---- Entries shown

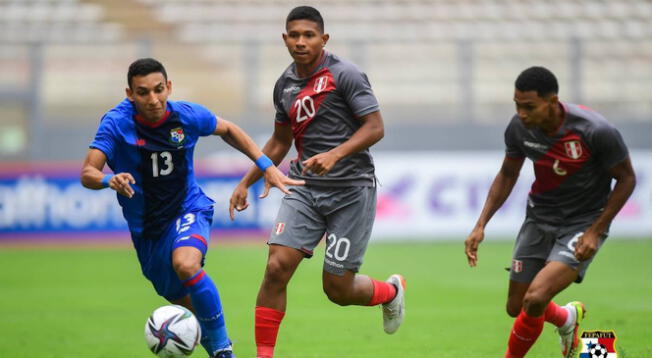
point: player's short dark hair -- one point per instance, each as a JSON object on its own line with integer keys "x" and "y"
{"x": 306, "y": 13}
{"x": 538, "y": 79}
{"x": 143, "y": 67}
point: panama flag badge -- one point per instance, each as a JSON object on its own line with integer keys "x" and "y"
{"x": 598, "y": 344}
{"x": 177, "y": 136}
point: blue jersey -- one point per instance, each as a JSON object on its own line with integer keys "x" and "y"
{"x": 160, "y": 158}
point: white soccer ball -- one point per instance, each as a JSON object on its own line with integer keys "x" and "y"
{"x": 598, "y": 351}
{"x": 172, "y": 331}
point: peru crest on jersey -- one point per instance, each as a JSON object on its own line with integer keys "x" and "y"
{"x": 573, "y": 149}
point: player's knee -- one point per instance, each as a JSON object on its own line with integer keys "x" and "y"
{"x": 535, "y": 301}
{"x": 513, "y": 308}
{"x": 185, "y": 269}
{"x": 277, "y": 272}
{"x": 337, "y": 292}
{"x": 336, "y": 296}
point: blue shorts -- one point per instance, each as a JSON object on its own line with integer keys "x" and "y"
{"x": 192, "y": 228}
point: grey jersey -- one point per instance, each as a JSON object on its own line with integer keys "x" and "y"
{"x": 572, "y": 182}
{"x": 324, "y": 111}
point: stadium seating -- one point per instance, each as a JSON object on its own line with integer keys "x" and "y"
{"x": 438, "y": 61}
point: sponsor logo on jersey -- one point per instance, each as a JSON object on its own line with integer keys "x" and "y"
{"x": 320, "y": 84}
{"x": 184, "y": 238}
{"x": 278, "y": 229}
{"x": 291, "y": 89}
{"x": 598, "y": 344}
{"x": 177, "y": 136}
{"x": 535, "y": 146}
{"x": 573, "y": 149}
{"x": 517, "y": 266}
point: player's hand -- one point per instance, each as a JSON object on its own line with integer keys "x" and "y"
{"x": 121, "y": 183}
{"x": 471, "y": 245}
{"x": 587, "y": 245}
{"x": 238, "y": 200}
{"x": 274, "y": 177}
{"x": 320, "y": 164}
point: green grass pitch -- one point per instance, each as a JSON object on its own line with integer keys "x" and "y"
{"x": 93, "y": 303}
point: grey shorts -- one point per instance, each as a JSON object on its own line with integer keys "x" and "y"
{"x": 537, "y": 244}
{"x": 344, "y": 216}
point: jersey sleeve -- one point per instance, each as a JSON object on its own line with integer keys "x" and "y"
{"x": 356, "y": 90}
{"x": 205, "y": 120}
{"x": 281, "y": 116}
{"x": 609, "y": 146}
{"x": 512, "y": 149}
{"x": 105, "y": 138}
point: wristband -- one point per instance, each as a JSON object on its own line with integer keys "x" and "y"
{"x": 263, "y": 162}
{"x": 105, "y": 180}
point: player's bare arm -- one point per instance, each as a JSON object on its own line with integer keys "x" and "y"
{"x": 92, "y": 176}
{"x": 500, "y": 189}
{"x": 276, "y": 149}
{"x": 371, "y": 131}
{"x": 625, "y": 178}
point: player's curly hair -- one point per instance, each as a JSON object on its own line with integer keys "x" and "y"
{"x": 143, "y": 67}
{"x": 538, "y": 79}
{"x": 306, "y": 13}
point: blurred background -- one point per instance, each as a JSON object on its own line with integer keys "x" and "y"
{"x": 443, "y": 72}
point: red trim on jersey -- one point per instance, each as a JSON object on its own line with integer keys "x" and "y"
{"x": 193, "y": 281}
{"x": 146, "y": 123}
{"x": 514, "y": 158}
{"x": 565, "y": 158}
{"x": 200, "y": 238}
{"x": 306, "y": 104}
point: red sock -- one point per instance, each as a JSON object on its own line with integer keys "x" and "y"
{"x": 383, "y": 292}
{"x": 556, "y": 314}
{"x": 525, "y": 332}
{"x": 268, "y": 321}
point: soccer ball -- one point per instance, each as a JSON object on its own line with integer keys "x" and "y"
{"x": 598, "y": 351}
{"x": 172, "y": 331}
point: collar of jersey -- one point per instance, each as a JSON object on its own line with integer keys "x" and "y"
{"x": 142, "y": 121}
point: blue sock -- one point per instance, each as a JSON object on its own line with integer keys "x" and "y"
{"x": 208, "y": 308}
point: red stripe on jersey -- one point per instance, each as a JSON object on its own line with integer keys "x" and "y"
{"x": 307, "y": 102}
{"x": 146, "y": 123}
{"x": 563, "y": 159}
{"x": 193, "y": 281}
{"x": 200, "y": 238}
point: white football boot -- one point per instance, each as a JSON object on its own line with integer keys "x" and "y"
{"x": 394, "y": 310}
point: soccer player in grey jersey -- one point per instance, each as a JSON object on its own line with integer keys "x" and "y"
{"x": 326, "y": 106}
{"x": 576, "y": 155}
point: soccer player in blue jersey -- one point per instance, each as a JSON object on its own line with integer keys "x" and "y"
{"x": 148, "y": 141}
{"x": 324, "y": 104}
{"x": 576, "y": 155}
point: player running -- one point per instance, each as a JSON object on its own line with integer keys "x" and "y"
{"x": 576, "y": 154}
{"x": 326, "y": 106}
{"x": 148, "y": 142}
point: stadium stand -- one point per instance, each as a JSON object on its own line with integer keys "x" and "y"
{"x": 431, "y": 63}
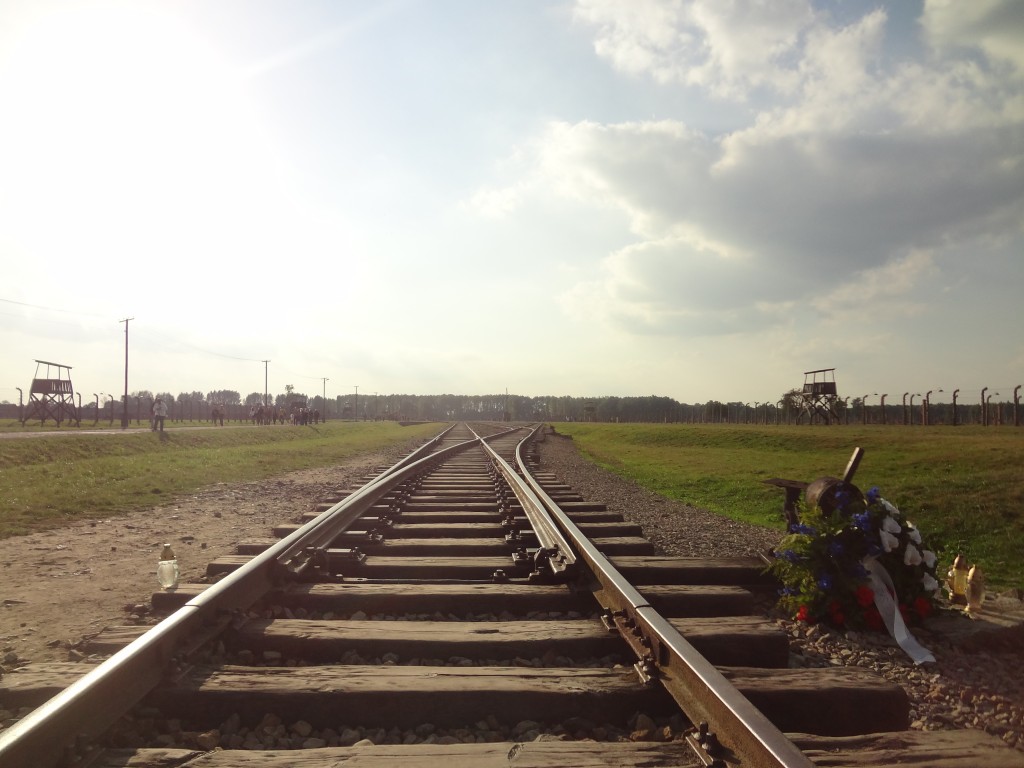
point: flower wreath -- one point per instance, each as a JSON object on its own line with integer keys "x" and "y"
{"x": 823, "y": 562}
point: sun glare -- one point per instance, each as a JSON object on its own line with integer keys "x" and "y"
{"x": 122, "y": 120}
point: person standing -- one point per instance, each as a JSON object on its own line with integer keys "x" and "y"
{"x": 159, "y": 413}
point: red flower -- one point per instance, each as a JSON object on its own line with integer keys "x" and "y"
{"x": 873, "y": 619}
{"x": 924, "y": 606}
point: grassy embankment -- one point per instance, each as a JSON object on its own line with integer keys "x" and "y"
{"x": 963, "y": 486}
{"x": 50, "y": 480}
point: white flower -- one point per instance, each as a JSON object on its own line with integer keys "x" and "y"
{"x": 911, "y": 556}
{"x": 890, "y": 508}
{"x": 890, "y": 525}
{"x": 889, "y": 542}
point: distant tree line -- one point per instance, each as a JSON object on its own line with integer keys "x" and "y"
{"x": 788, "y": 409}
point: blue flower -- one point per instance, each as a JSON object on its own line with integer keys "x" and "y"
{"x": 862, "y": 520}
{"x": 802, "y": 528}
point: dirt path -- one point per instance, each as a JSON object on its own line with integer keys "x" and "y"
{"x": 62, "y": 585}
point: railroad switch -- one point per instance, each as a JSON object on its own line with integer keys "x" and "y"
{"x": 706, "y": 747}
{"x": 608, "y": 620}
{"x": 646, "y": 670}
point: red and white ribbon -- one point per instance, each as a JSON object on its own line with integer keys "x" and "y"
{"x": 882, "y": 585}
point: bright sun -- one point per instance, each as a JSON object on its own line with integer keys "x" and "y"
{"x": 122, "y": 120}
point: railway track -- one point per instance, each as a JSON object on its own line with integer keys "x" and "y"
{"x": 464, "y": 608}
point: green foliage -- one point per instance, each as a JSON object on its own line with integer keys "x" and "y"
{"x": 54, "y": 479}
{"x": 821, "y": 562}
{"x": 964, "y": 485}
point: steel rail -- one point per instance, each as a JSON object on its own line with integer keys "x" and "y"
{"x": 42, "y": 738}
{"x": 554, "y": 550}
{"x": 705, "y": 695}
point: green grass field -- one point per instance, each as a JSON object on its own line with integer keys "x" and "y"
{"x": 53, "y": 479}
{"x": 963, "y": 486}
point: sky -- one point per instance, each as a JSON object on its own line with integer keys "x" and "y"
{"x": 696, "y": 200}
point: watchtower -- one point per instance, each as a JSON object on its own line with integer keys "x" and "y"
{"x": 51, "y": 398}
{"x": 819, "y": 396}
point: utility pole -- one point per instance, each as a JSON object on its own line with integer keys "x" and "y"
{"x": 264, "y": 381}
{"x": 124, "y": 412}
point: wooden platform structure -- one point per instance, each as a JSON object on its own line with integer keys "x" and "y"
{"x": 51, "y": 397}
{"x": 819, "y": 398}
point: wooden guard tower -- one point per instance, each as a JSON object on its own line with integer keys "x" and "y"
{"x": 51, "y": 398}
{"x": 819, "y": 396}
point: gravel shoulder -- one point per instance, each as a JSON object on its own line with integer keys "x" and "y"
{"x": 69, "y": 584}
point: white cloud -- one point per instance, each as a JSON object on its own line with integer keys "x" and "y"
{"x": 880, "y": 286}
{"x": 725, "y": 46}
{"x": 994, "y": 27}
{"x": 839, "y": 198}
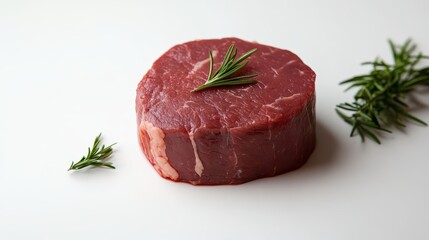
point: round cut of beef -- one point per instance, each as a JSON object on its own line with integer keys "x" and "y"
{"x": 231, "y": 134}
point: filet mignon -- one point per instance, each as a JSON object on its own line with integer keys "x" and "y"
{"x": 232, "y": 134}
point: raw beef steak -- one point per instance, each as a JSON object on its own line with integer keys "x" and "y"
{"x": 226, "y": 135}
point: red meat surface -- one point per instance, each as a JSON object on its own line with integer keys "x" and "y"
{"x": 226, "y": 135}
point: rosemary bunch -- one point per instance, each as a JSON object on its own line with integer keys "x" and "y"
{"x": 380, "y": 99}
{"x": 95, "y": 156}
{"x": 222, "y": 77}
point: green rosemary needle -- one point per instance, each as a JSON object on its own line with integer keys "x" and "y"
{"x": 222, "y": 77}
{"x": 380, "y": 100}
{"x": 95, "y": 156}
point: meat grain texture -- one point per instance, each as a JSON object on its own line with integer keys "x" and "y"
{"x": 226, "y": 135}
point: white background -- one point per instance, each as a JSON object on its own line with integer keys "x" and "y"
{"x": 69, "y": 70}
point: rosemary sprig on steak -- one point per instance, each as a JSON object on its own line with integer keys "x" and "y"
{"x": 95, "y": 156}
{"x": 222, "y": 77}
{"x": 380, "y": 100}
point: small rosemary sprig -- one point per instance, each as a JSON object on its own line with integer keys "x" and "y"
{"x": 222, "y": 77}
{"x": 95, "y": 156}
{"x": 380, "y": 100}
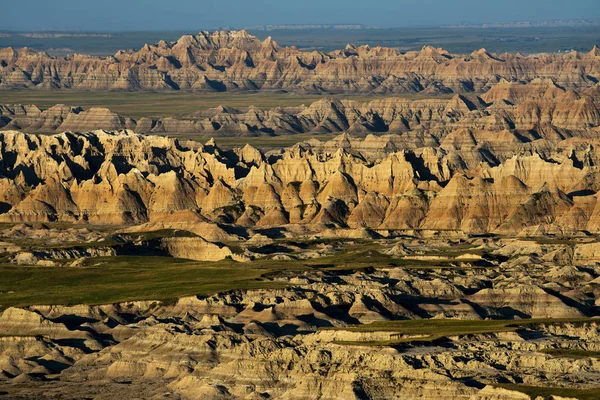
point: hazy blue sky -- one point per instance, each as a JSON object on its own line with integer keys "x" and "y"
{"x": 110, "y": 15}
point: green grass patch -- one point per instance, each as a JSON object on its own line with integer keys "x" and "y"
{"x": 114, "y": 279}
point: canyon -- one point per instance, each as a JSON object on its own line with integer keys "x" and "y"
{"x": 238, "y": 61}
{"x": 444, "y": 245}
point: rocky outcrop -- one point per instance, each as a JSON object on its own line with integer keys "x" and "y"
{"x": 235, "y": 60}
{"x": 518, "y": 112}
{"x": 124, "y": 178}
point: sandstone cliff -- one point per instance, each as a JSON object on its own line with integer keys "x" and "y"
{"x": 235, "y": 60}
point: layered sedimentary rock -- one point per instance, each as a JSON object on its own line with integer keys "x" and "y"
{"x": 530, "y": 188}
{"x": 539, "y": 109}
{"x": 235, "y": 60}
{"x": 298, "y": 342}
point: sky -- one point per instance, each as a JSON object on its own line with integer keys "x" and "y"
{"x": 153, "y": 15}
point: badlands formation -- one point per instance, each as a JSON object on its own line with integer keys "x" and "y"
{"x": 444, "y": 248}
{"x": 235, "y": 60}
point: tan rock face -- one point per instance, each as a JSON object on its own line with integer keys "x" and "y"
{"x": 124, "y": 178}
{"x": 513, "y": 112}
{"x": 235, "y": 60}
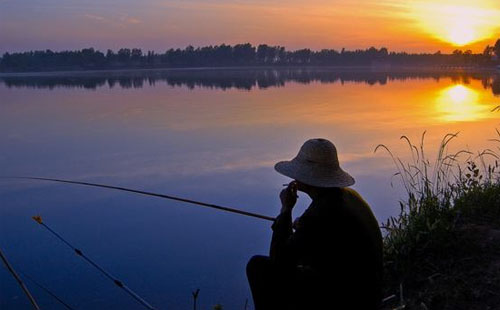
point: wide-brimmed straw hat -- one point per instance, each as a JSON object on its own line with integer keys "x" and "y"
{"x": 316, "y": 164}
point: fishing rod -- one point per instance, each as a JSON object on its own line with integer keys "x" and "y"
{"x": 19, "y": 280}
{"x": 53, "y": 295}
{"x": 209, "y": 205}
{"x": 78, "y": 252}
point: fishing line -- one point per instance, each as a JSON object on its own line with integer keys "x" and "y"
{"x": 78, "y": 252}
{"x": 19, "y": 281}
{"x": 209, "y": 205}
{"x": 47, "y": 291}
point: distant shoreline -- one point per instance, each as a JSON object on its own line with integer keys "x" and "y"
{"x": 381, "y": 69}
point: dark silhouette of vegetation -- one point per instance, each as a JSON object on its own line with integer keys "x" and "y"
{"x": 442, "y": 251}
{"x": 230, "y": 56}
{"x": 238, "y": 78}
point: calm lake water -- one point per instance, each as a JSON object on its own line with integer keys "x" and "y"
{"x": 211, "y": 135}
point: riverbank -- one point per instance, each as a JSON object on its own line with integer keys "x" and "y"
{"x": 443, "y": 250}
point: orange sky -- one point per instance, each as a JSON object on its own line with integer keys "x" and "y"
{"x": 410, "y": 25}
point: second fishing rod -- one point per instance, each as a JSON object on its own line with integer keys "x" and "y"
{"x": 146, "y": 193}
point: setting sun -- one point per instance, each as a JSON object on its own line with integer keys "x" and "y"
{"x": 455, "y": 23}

--------

▶ What to work on: Retype verbatim only the lines beginning with the line that contains "point: badlands formation" and ending with the last line of the listing above; pictures are to be excluded.

▶ Written solution:
point: badlands formation -- one point per instance, each as a JSON object on its own line with integer keys "x" and "y"
{"x": 444, "y": 248}
{"x": 235, "y": 60}
point: tan rock face -- one point per instance, each as a JSON object on its own line with integer keys "x" and "y"
{"x": 124, "y": 178}
{"x": 513, "y": 112}
{"x": 235, "y": 60}
point: wide-brimmed straw hat -- one point per instance, each as a JSON object on its own line with integer keys "x" and "y"
{"x": 316, "y": 164}
point: fishing rod -- one point per instance, each as a JSON object on its own line with integer keys "x" and "y"
{"x": 19, "y": 280}
{"x": 53, "y": 295}
{"x": 209, "y": 205}
{"x": 78, "y": 252}
point: fishing line -- one point per instance, each as a JSON object on its own line with integer keys "x" and "y"
{"x": 78, "y": 252}
{"x": 19, "y": 281}
{"x": 209, "y": 205}
{"x": 47, "y": 291}
point: distant shoreline -- one point per instance, each as a JSON object on its own line with integer keys "x" and "y"
{"x": 381, "y": 69}
point: dark silhouette of vegetation -- one point per instance, each as a JSON object on its own line with integer keys "x" and "y"
{"x": 442, "y": 251}
{"x": 230, "y": 56}
{"x": 238, "y": 78}
point: calm lake water -- one point per instance, each as a JSON object on its own line with integer keys "x" and "y"
{"x": 211, "y": 135}
point: riverbank -- one point per instance, each as a JSON object on its own line with integer keys "x" and "y"
{"x": 443, "y": 250}
point: orange sky -- one point per instance, each as a JSON object on its own line with integer keys "x" and "y"
{"x": 410, "y": 25}
point: second fishing rod -- one point per instance, each as a JSON object on its own line with integer keys "x" and "y"
{"x": 146, "y": 193}
point: setting sun -- one point per instance, each as a JSON object on its own line with integer keys "x" and "y"
{"x": 455, "y": 23}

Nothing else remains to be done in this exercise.